Aim:
Collect every line in the data below that contains the word "window", and copy each one out in full.

Data supplied:
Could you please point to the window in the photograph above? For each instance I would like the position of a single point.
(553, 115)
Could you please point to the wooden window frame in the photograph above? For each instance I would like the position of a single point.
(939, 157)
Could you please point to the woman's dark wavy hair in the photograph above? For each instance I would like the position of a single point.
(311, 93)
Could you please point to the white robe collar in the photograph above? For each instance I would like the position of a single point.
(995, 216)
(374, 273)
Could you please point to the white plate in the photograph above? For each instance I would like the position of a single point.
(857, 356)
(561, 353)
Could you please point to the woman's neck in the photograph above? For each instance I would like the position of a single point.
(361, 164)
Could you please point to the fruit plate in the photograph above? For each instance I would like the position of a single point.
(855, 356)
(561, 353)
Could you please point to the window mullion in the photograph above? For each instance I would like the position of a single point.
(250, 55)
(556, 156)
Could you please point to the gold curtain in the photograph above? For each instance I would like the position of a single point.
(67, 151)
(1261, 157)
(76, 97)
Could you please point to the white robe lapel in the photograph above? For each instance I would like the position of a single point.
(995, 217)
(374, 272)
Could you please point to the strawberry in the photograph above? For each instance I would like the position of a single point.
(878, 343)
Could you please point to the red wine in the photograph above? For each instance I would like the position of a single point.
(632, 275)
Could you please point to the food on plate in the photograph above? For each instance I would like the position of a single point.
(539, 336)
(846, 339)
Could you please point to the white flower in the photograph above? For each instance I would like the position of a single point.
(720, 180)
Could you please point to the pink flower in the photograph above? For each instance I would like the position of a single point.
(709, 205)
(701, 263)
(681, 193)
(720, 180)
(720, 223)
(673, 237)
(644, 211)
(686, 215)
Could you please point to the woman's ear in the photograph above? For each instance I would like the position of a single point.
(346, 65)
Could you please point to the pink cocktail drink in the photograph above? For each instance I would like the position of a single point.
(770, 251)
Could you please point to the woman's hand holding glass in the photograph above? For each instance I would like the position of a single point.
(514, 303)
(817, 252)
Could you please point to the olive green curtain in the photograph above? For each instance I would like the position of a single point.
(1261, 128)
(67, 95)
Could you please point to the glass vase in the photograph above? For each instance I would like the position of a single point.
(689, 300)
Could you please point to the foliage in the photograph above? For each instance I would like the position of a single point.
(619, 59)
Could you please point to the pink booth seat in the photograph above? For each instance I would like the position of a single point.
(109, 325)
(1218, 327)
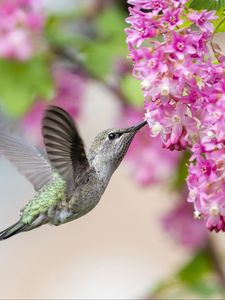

Solved exercise:
Could you please point to the window in the photograph above? For each instance I would like the position of a single point.
Could you please point to the wooden window frame in the photograph above? For each instance I would like the position of a single point.
Could you please point to the window mullion in the photograph above? For each instance I would like the position of a single point.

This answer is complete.